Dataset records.
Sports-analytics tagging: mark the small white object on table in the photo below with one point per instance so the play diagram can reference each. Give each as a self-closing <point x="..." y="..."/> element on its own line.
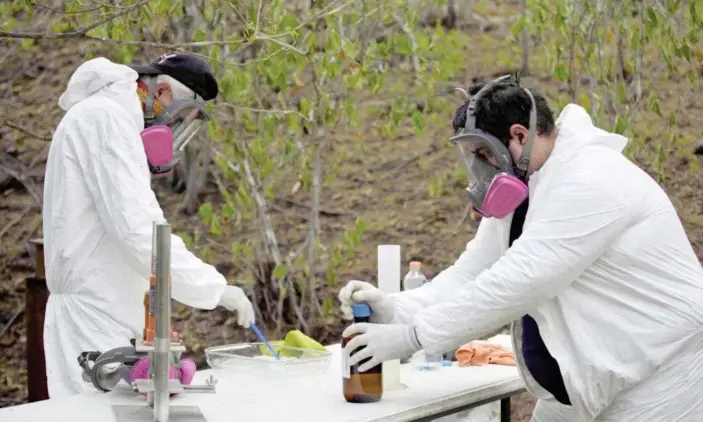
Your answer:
<point x="317" y="398"/>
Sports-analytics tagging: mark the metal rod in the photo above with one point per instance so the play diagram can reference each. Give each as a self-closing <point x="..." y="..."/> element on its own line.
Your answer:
<point x="162" y="341"/>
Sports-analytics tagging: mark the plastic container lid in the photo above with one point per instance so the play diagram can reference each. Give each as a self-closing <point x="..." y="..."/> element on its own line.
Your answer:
<point x="361" y="310"/>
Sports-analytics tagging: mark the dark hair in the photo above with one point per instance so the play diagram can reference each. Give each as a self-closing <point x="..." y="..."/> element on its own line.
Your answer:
<point x="502" y="106"/>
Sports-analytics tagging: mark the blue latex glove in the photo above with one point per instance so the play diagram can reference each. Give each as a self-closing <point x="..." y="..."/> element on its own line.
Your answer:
<point x="380" y="342"/>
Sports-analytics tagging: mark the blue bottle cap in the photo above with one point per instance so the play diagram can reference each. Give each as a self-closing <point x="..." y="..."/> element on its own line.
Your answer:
<point x="361" y="310"/>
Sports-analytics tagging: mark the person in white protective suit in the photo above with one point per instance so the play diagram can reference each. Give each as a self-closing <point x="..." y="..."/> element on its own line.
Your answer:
<point x="99" y="209"/>
<point x="602" y="285"/>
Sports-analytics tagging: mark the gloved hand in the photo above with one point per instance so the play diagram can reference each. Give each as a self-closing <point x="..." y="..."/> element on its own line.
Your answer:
<point x="380" y="342"/>
<point x="234" y="299"/>
<point x="382" y="307"/>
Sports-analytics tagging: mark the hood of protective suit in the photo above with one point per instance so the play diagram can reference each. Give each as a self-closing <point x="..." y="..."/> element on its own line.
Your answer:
<point x="576" y="130"/>
<point x="101" y="77"/>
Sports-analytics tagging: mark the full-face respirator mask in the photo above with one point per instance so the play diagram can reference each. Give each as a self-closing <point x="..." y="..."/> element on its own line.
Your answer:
<point x="494" y="192"/>
<point x="167" y="133"/>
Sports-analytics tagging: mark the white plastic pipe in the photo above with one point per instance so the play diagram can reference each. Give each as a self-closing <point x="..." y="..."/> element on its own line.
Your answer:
<point x="389" y="282"/>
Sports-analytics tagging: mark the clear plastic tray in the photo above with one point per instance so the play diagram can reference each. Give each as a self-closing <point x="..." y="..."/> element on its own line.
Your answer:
<point x="255" y="359"/>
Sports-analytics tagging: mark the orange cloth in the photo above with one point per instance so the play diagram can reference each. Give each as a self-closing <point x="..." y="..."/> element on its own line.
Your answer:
<point x="482" y="353"/>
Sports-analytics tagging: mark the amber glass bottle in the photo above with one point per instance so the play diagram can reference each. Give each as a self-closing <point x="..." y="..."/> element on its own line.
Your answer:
<point x="361" y="387"/>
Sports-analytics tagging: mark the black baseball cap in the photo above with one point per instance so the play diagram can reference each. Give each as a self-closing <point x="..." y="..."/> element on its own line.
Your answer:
<point x="186" y="69"/>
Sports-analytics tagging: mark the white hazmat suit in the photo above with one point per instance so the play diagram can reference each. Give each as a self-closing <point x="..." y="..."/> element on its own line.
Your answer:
<point x="97" y="216"/>
<point x="604" y="267"/>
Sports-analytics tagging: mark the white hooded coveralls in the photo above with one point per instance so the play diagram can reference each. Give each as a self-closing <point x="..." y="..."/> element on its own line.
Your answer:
<point x="98" y="213"/>
<point x="604" y="267"/>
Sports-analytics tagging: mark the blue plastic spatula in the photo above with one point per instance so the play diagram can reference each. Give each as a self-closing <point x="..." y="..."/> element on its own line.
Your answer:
<point x="262" y="339"/>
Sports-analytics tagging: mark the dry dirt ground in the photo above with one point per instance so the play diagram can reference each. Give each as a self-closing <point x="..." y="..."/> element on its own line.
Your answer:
<point x="386" y="183"/>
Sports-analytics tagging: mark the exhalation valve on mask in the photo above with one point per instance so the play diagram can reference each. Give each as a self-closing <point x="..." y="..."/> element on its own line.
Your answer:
<point x="495" y="192"/>
<point x="167" y="134"/>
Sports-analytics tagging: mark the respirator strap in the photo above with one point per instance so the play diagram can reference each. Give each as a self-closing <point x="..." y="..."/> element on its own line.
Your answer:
<point x="524" y="162"/>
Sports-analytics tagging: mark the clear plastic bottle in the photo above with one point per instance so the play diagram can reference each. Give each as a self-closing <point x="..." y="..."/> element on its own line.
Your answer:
<point x="414" y="278"/>
<point x="361" y="387"/>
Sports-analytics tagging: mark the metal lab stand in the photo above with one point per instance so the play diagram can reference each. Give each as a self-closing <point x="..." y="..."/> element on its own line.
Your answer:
<point x="158" y="388"/>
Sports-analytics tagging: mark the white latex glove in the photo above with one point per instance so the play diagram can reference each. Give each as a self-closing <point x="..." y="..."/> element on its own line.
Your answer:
<point x="234" y="299"/>
<point x="382" y="307"/>
<point x="379" y="343"/>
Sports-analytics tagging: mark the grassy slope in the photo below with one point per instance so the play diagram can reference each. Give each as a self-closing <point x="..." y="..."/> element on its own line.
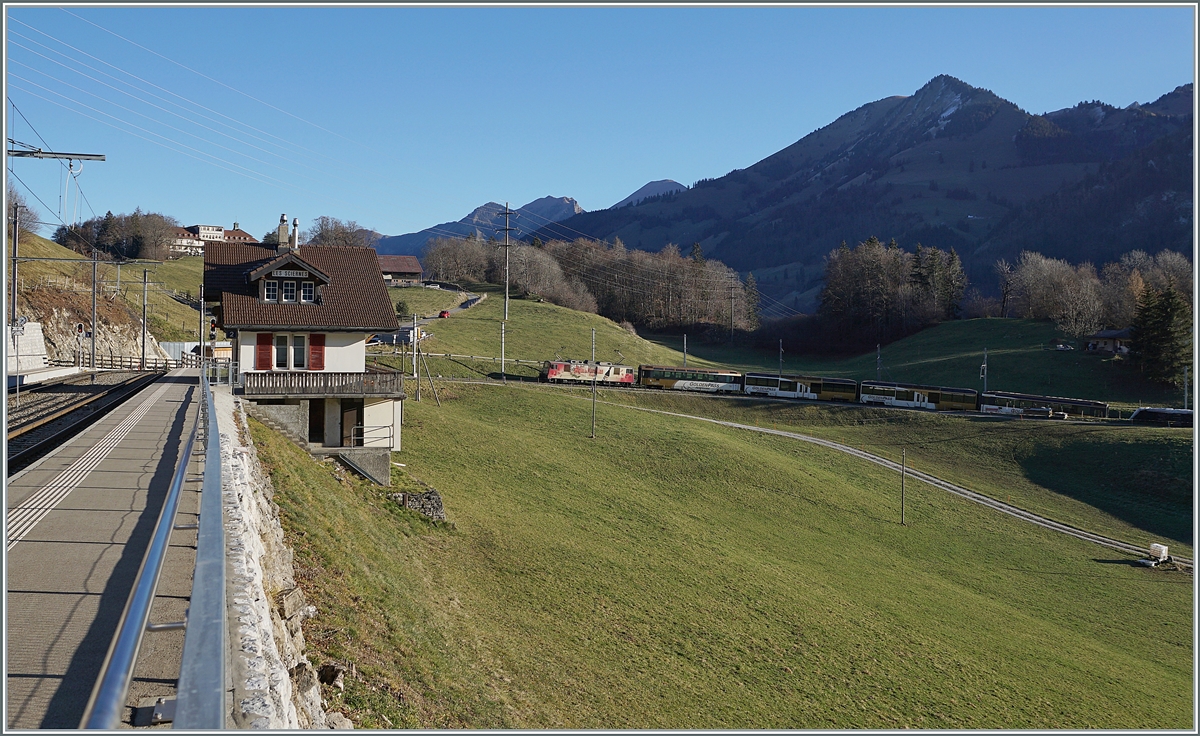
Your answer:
<point x="423" y="301"/>
<point x="1126" y="482"/>
<point x="676" y="574"/>
<point x="1019" y="359"/>
<point x="168" y="318"/>
<point x="534" y="331"/>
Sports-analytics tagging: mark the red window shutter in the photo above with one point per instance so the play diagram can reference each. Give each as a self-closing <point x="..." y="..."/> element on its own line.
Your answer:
<point x="263" y="352"/>
<point x="316" y="352"/>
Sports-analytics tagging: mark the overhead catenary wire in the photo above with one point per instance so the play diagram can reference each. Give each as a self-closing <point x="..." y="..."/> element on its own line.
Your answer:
<point x="191" y="103"/>
<point x="190" y="118"/>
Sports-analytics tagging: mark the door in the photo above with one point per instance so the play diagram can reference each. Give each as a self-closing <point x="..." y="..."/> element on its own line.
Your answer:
<point x="317" y="420"/>
<point x="352" y="423"/>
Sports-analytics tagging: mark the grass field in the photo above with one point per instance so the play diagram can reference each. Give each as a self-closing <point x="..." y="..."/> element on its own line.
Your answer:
<point x="1020" y="358"/>
<point x="535" y="331"/>
<point x="679" y="574"/>
<point x="424" y="301"/>
<point x="167" y="318"/>
<point x="1132" y="483"/>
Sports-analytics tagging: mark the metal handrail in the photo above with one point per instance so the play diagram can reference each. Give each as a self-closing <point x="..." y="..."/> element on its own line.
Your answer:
<point x="201" y="692"/>
<point x="199" y="683"/>
<point x="381" y="432"/>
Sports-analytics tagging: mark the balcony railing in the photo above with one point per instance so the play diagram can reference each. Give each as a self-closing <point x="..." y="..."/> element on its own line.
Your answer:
<point x="322" y="383"/>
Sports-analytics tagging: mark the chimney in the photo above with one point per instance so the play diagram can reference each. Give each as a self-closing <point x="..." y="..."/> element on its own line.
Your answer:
<point x="282" y="245"/>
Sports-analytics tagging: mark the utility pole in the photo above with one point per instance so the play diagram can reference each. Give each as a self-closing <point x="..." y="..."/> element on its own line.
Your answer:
<point x="16" y="231"/>
<point x="144" y="271"/>
<point x="507" y="229"/>
<point x="94" y="267"/>
<point x="594" y="370"/>
<point x="201" y="334"/>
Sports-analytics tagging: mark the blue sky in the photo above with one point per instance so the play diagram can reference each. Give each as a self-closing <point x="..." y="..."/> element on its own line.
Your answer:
<point x="401" y="118"/>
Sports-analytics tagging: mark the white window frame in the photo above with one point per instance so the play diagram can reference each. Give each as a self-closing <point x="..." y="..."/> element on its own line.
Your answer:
<point x="299" y="352"/>
<point x="275" y="358"/>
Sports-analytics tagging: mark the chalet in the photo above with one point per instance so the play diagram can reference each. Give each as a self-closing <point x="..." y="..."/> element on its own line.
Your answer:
<point x="191" y="240"/>
<point x="299" y="318"/>
<point x="1109" y="341"/>
<point x="400" y="270"/>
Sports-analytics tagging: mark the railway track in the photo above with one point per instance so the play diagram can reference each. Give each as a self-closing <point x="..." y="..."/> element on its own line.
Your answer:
<point x="49" y="414"/>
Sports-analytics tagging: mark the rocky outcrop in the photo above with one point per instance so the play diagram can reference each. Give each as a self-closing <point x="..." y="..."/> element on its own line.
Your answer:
<point x="118" y="333"/>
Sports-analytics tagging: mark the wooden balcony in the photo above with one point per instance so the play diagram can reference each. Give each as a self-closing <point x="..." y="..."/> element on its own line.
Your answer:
<point x="312" y="384"/>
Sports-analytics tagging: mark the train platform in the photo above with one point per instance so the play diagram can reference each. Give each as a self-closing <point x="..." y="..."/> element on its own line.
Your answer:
<point x="78" y="522"/>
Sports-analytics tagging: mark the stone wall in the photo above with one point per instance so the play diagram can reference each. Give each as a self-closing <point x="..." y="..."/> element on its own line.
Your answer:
<point x="427" y="503"/>
<point x="275" y="686"/>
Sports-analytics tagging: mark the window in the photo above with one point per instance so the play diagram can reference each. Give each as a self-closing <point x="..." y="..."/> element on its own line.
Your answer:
<point x="299" y="352"/>
<point x="281" y="352"/>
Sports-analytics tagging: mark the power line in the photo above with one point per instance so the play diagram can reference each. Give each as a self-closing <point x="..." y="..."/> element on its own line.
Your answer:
<point x="181" y="117"/>
<point x="211" y="79"/>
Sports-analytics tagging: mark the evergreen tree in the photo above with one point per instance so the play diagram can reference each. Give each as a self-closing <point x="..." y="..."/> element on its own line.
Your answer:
<point x="751" y="293"/>
<point x="1161" y="335"/>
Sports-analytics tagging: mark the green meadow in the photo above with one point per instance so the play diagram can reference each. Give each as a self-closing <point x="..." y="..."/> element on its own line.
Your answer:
<point x="679" y="574"/>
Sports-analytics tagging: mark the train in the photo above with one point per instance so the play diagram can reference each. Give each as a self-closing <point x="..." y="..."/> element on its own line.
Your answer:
<point x="822" y="388"/>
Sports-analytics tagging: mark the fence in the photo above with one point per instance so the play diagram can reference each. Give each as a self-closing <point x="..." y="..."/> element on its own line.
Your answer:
<point x="132" y="363"/>
<point x="321" y="383"/>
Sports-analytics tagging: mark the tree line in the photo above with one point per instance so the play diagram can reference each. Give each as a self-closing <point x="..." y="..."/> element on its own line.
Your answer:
<point x="121" y="237"/>
<point x="658" y="291"/>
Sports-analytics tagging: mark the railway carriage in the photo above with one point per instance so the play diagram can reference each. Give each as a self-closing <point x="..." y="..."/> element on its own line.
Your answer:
<point x="937" y="398"/>
<point x="801" y="387"/>
<point x="1030" y="405"/>
<point x="690" y="380"/>
<point x="580" y="371"/>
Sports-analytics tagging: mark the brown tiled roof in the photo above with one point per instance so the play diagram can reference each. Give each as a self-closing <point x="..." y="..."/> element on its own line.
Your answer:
<point x="354" y="299"/>
<point x="400" y="264"/>
<point x="240" y="234"/>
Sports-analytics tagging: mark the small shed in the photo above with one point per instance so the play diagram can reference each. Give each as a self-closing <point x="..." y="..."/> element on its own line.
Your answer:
<point x="1109" y="341"/>
<point x="401" y="270"/>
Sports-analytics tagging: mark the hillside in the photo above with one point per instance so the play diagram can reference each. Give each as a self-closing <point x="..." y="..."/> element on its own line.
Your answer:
<point x="677" y="574"/>
<point x="58" y="293"/>
<point x="1019" y="353"/>
<point x="949" y="166"/>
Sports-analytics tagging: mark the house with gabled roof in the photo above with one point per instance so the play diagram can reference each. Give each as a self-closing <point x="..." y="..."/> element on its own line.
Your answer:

Exercise instructions. Restate word for word only the lines above from the line containing "Sports-analytics tagging: mark the metal lab" to the line containing "Sports-analytics tagging: mark the grassy", both of them included.

Result below.
Sports-analytics tagging: mark the metal lab stand in the photo above with one point per instance so the play diagram can reference each. Give each as a self-closing <point x="..." y="..."/> element on its own line.
Your answer:
<point x="158" y="388"/>
Sports-analytics tagging: mark the white latex glove in the photo above with one point per instance so the play diagram can reference each. Give each as a self-closing <point x="..." y="..."/> element on its own line.
Your answer:
<point x="234" y="299"/>
<point x="382" y="307"/>
<point x="379" y="343"/>
Sports-analytics tagging: mark the grassy slope in the photo below with one point per instance so the play diagram can reference each. Give each as a self-closing <point x="..." y="..."/> element on its own line.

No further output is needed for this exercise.